Supplied information:
++++
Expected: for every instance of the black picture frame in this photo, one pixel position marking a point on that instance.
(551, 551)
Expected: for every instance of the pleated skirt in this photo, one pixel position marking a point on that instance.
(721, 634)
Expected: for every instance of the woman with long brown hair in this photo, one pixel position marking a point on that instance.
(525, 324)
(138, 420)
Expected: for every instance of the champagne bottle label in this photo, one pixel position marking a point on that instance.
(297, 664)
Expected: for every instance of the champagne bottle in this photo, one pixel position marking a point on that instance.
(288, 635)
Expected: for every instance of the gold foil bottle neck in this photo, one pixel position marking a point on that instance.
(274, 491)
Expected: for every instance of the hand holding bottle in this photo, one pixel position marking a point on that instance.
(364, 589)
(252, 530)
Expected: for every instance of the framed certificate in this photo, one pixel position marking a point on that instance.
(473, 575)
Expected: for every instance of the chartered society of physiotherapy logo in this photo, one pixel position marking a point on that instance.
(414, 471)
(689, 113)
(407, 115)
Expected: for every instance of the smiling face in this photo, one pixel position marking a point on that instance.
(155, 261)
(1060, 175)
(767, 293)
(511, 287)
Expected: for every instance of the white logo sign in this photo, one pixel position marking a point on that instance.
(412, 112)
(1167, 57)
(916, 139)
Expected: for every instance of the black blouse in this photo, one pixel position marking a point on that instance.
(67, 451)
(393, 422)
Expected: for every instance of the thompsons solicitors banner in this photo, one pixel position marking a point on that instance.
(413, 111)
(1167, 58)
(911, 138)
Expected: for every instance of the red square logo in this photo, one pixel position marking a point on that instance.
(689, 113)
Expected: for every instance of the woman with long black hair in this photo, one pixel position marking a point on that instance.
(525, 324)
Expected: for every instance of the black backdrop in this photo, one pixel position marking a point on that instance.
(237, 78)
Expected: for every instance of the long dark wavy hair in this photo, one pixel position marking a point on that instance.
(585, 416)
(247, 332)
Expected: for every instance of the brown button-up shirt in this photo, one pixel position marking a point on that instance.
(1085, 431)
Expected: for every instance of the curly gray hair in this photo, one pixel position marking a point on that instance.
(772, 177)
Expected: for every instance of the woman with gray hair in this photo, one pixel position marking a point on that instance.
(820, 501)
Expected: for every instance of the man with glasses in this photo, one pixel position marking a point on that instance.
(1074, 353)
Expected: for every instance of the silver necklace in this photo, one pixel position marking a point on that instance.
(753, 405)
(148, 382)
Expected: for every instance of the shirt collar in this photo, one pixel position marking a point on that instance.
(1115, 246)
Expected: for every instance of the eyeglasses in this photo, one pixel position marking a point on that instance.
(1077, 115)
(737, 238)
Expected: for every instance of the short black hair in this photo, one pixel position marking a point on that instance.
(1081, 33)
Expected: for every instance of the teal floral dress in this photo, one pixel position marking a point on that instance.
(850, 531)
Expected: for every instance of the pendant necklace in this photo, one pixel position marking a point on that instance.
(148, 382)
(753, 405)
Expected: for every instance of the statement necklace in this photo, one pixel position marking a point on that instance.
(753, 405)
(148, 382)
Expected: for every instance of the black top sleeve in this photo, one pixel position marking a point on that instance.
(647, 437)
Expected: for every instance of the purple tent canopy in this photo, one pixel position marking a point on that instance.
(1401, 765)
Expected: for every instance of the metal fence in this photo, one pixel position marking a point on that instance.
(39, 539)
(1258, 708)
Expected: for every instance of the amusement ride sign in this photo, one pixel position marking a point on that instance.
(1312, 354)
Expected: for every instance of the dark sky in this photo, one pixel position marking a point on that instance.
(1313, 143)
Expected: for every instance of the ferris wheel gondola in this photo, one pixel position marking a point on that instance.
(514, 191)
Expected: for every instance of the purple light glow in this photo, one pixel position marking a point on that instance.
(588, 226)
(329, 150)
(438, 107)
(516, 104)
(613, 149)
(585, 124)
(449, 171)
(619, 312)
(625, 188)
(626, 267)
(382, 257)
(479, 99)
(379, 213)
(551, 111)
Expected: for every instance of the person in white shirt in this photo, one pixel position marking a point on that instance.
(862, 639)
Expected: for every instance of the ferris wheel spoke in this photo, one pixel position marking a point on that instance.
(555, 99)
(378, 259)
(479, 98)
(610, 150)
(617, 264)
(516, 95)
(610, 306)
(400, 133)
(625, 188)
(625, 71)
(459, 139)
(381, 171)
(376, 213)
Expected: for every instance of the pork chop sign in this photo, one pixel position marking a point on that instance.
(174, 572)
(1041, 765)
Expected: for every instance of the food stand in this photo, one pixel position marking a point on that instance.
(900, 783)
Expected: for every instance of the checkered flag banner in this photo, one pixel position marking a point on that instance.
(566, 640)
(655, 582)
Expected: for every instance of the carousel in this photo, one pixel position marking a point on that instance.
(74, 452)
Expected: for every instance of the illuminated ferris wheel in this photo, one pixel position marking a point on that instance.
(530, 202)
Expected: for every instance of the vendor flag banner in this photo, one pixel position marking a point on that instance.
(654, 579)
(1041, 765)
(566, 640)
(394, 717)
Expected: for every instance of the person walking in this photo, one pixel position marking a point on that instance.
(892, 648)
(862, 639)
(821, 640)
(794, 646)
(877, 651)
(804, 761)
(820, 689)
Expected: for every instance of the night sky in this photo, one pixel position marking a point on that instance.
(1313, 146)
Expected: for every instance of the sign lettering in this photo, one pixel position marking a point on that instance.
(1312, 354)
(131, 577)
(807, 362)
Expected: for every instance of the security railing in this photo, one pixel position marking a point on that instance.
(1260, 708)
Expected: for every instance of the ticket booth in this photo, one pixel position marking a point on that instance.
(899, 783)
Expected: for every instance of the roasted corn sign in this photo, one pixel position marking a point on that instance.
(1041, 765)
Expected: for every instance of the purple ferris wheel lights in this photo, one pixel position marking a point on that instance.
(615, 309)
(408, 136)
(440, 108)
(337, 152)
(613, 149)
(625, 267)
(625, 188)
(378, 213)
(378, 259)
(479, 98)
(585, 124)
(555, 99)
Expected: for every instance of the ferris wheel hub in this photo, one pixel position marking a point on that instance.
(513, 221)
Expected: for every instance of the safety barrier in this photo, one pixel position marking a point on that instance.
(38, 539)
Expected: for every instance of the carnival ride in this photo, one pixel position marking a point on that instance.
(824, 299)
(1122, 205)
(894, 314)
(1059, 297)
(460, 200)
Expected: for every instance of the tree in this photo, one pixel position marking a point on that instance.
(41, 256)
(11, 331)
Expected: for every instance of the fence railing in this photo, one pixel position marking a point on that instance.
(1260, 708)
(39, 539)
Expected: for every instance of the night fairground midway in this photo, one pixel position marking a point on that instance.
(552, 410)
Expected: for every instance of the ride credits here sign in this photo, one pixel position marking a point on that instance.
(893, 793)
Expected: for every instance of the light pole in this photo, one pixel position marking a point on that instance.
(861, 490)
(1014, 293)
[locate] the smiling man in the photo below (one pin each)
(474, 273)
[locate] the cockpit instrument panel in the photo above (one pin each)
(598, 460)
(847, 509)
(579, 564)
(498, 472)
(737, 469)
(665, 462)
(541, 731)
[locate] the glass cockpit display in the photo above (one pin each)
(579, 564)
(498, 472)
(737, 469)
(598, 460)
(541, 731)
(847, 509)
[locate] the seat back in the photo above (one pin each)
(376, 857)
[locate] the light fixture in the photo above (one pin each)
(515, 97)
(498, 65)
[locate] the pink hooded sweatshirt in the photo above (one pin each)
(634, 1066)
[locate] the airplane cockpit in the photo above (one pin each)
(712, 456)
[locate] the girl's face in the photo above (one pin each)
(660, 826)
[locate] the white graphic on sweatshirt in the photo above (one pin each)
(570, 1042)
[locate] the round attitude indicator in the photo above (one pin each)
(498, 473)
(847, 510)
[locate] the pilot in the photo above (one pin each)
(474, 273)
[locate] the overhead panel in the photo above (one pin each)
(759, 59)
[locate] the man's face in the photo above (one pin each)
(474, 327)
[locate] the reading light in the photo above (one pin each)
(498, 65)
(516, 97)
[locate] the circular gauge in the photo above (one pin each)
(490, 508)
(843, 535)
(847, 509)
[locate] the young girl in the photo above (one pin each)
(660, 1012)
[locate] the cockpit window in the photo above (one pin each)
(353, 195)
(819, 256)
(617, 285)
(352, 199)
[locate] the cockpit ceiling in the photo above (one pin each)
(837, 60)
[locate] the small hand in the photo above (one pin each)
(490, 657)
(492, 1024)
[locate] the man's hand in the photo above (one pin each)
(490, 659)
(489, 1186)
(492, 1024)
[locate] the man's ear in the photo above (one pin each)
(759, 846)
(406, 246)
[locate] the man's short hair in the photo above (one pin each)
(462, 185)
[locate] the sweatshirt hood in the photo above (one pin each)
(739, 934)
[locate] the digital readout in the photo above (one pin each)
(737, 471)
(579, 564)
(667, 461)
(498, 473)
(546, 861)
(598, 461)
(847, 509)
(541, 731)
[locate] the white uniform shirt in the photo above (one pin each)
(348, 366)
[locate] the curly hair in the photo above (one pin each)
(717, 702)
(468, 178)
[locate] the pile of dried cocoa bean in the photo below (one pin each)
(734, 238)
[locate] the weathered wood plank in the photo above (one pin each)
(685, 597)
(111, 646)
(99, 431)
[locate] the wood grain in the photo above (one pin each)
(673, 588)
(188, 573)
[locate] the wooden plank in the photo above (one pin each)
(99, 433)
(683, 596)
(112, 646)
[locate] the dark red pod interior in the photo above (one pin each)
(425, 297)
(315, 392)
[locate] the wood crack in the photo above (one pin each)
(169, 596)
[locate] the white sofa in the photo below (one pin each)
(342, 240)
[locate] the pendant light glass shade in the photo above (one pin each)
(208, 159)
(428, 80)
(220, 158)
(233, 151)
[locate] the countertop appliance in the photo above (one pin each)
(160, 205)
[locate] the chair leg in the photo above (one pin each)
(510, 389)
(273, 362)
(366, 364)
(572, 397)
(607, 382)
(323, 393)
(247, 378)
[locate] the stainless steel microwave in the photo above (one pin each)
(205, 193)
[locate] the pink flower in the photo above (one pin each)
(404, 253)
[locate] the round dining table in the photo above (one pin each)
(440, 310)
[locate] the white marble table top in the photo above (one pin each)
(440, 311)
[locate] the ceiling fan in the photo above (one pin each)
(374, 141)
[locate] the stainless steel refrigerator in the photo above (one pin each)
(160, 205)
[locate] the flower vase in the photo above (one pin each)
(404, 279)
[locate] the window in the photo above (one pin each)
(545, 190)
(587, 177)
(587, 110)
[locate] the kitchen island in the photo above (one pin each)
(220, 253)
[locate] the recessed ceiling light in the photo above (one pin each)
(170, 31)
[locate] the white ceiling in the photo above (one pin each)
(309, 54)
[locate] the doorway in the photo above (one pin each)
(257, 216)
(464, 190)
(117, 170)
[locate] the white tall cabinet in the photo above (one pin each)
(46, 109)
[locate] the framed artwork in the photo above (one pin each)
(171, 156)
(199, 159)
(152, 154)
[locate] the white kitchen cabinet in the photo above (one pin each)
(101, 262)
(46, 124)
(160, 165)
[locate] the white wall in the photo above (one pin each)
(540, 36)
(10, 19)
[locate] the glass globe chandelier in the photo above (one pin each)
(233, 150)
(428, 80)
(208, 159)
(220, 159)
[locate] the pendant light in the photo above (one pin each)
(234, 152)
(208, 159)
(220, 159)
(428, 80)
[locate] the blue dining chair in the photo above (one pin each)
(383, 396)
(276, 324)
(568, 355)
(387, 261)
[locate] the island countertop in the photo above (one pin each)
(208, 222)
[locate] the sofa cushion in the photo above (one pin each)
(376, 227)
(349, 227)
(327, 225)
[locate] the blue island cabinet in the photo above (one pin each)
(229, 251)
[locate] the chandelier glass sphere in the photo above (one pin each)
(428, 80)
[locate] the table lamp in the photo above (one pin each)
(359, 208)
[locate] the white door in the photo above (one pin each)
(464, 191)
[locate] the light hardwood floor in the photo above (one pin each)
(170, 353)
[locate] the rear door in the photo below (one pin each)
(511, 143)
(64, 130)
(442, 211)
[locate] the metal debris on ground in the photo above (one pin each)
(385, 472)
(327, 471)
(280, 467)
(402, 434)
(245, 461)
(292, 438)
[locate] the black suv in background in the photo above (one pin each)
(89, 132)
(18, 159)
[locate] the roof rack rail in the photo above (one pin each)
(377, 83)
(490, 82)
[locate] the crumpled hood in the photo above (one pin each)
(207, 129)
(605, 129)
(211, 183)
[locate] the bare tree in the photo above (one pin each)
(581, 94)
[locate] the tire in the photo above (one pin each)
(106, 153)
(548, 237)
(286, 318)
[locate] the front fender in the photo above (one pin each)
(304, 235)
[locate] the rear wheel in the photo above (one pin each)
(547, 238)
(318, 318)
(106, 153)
++++
What the task asks:
Repeat exactly, and only, the lines from the one containing "[locate] the blue island" through the last line above.

Task answer:
[locate] the blue island cabinet in the photo above (one pin each)
(229, 251)
[locate] the chandelier glass sphere in the photo above (one pin each)
(428, 80)
[locate] the table lamp in the photo above (one pin each)
(359, 208)
[locate] the white door in the photo above (one pin each)
(464, 191)
[locate] the light hardwood floor in the photo above (one pin each)
(170, 353)
[locate] the rear door in the photo below (one pin each)
(511, 143)
(64, 130)
(442, 211)
[locate] the metal debris on ground in the photo above (one pin each)
(385, 472)
(327, 471)
(280, 467)
(402, 434)
(245, 461)
(292, 438)
[locate] the black suv in background in the photo above (one pin each)
(89, 132)
(18, 159)
[locate] the roof rack rail in the photo above (one pin each)
(377, 83)
(490, 82)
[locate] the crumpled hood in the photo above (one pin each)
(207, 129)
(605, 129)
(211, 183)
[locate] the bare tree in the photo above (one pin each)
(581, 94)
[locate] the tire in the photo above (one pin each)
(106, 153)
(548, 237)
(286, 318)
[locate] the front fender in the photo above (one pin each)
(304, 235)
[locate] the rear wheel in the photo above (one pin each)
(547, 238)
(318, 318)
(106, 153)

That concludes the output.